** Data for review follows **
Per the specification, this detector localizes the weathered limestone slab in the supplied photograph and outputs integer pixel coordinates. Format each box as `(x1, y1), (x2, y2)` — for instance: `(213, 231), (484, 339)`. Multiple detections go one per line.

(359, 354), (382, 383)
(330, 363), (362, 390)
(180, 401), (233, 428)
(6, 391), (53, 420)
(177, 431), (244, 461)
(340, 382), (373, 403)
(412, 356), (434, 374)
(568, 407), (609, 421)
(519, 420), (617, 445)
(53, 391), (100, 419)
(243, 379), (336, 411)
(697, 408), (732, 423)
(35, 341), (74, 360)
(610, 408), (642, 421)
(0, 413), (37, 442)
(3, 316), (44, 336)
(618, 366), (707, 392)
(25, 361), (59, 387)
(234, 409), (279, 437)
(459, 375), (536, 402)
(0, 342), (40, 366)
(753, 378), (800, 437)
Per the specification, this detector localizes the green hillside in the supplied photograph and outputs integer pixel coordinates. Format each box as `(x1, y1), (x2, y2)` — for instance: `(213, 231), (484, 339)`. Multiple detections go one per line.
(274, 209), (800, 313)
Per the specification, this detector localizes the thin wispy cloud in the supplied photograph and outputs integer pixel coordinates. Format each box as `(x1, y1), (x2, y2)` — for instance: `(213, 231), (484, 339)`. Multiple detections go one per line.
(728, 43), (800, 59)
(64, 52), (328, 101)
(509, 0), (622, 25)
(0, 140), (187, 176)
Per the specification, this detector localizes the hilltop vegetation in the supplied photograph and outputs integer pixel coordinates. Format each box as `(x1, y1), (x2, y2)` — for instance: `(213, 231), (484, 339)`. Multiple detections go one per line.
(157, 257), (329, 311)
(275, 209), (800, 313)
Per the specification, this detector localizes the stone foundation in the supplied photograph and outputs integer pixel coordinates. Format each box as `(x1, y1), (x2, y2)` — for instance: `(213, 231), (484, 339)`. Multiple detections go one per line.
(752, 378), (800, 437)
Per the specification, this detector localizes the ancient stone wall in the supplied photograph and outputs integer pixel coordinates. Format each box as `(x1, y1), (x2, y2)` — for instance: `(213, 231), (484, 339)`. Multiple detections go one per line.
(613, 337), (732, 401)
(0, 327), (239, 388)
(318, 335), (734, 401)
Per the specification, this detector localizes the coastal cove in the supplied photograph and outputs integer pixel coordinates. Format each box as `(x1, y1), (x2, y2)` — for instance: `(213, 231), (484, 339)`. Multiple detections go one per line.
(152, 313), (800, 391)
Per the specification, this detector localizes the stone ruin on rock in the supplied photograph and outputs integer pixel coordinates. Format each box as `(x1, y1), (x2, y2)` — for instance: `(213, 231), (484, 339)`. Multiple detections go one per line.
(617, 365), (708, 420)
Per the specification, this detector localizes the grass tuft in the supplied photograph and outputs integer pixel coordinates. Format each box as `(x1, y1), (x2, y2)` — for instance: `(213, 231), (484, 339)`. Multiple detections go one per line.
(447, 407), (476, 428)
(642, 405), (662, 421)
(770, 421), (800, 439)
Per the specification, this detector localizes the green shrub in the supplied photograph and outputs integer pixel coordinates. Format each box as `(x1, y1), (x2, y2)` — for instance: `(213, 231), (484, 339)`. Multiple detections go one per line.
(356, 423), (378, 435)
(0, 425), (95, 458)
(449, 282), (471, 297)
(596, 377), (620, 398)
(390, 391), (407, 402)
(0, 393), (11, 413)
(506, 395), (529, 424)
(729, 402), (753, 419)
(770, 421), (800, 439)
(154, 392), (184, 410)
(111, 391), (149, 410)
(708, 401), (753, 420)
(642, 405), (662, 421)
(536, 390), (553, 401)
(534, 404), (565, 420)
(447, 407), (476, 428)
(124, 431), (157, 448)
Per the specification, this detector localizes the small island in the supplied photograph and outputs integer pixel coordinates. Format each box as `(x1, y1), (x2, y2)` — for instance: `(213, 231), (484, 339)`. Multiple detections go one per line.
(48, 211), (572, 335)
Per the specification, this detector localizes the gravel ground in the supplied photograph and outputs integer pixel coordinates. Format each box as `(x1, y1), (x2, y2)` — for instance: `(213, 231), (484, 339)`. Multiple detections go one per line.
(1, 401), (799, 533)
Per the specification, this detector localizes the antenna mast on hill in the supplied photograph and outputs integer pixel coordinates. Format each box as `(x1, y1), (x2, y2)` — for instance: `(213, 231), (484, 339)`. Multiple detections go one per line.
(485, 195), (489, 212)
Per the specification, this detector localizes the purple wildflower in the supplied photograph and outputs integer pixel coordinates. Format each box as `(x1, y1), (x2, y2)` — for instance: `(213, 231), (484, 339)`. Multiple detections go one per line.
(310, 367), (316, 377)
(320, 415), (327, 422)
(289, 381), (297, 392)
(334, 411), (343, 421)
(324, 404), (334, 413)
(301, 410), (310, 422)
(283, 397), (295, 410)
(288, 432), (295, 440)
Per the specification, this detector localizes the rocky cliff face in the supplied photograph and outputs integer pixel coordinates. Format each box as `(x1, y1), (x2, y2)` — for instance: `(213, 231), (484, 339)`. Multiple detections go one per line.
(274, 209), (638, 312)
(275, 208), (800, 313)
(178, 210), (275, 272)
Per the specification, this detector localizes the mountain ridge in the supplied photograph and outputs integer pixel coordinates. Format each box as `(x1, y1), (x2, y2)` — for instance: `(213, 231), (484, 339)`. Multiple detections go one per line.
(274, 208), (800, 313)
** End of Data for review **
**Directions for this task**
Every entry above should be transcribed exactly as it appears.

**Task solution**
Per the specification, this detector localizes the weathered limestone slab in the supplied photograph and outputs integer pixel coordinates. Format each box as `(x1, y1), (x2, y2)` — for instance: `(213, 231), (484, 339)`. Multiple detections go one per line.

(359, 354), (382, 383)
(330, 363), (362, 390)
(180, 401), (233, 428)
(6, 391), (53, 420)
(177, 431), (244, 461)
(340, 382), (373, 403)
(412, 356), (434, 374)
(568, 407), (609, 421)
(519, 420), (617, 445)
(53, 391), (100, 419)
(243, 379), (336, 411)
(697, 408), (732, 423)
(35, 341), (74, 360)
(610, 408), (642, 421)
(0, 413), (37, 442)
(3, 316), (44, 336)
(618, 366), (707, 392)
(25, 361), (59, 387)
(234, 409), (279, 437)
(459, 375), (536, 402)
(0, 342), (40, 366)
(753, 378), (800, 437)
Per the specification, this detector localizes the green hillside in the supplied photograph and outputs integer pixel coordinates. Format each box as `(x1, y1), (x2, y2)` — for instance: `(213, 231), (484, 339)`. Multiple detections go one per line.
(274, 209), (800, 313)
Per the specification, this detector localizes the thin wispy cloud in the supplied photograph and outputs integer pixel coordinates. Format each box as `(x1, y1), (x2, y2)` — for instance: `(213, 231), (484, 339)`. Multiple detections go one per line.
(728, 43), (800, 59)
(64, 52), (328, 101)
(509, 0), (622, 25)
(0, 140), (187, 176)
Per the specification, this detector localizes the hilltop vegetation in the supplied photograph and outputs integer pixel coordinates. Format each box as `(x1, y1), (x2, y2)` — for instance: `(213, 231), (484, 339)`. Multiple detections go one per line.
(157, 257), (329, 311)
(275, 209), (800, 313)
Per the specification, this detector localizes the stone foundation in the supplied photograph and outputs integer pixel coordinates. Format each box as `(x1, y1), (x2, y2)` — for instance: `(213, 231), (484, 339)`. Multiple detections go one per line.
(752, 378), (800, 437)
Per the specification, this detector localizes the ancient stone wall in the supplied photograph and outputs integer pixel coordinates. Format each box as `(x1, y1), (x2, y2)` — for instance: `(213, 231), (484, 339)`. Multiple detections go one per line.
(613, 337), (732, 401)
(0, 327), (239, 388)
(318, 335), (734, 401)
Per the specification, this detector localizes the coastal cove in the supplied photograph and outputs integer pixel coordinates. Format each box as `(x1, y1), (x2, y2)` — for instance: `(213, 231), (484, 339)`. Multiple detections go one per line.
(152, 313), (800, 391)
Per the specification, this detector localizes the stone ruin on rock in the supplied photograph and outputs integer pixel coordinates. Format each box as `(x1, y1), (x2, y2)` — for instance: `(213, 231), (484, 339)`. Multiple detections go one per line.
(617, 365), (708, 420)
Per the specification, this detector localizes the grass tuft in the supplied photograph and outputs integer pixel coordinates. Format each box as `(x1, y1), (x2, y2)` — for instance: `(213, 231), (484, 339)`. Multiple detections go one per line.
(447, 407), (476, 428)
(642, 405), (662, 421)
(770, 421), (800, 439)
Per the specification, this detector localizes the green shrub in the supplied photograph and outputs integer pixel coordinates. Format each box as `(x1, y1), (x2, y2)` — for instance: `(213, 231), (484, 339)`. Multiple detections go one per line.
(356, 423), (378, 435)
(0, 425), (95, 458)
(449, 282), (471, 297)
(596, 377), (620, 398)
(390, 391), (407, 402)
(0, 393), (11, 413)
(506, 395), (529, 424)
(729, 402), (753, 419)
(770, 421), (800, 439)
(154, 392), (184, 410)
(111, 391), (149, 410)
(708, 401), (753, 420)
(642, 405), (662, 421)
(536, 390), (553, 401)
(534, 404), (565, 420)
(447, 407), (476, 428)
(124, 431), (157, 448)
Per the specification, this detector localizes the small island in the supplied photograph and outputs integer pixel coordinates. Format each box as `(x1, y1), (x2, y2)` — for instance: `(213, 231), (484, 339)`. Multiple detections go one per line.
(48, 211), (572, 335)
Per the specification, this detector localizes the gravel ground in the supplied photograph and outputs integer pixel coordinates. Format each box as `(x1, y1), (x2, y2)` — for instance: `(213, 231), (484, 339)`. Multiple detections go one per line.
(1, 401), (799, 533)
Per the specification, this detector localizes the antenna mast on hill in the supplied photograph and outputs integer pixel coordinates. Format each box as `(x1, y1), (x2, y2)` — for instance: `(213, 231), (484, 339)`. Multiple detections go one per line.
(485, 195), (489, 212)
Per the specification, this detector localizes the purple wildflower in the supplied photograph and outputs integer pixel coordinates. Format each box as `(x1, y1), (x2, y2)` — for instance: `(213, 231), (484, 339)`. Multiple detections go one per line.
(310, 367), (316, 377)
(320, 415), (327, 422)
(289, 381), (297, 392)
(334, 411), (343, 421)
(324, 404), (334, 413)
(301, 410), (310, 422)
(283, 397), (295, 410)
(288, 432), (295, 440)
Per the specification, this detector localizes the rocky cliff face in the supplied photograph and outputs integer pixel coordinates. Format each box as `(x1, y1), (x2, y2)` — for instance: `(213, 231), (484, 339)`. Multiple detections go one per line.
(274, 209), (638, 312)
(275, 208), (800, 313)
(178, 210), (275, 272)
Per the specification, this detector localizes the mountain ridge in the supplied photograph and outputs integer pixel coordinates. Format each box as `(x1, y1), (x2, y2)` — for instance: `(213, 231), (484, 339)`. Multiple detections go one per line.
(274, 208), (800, 313)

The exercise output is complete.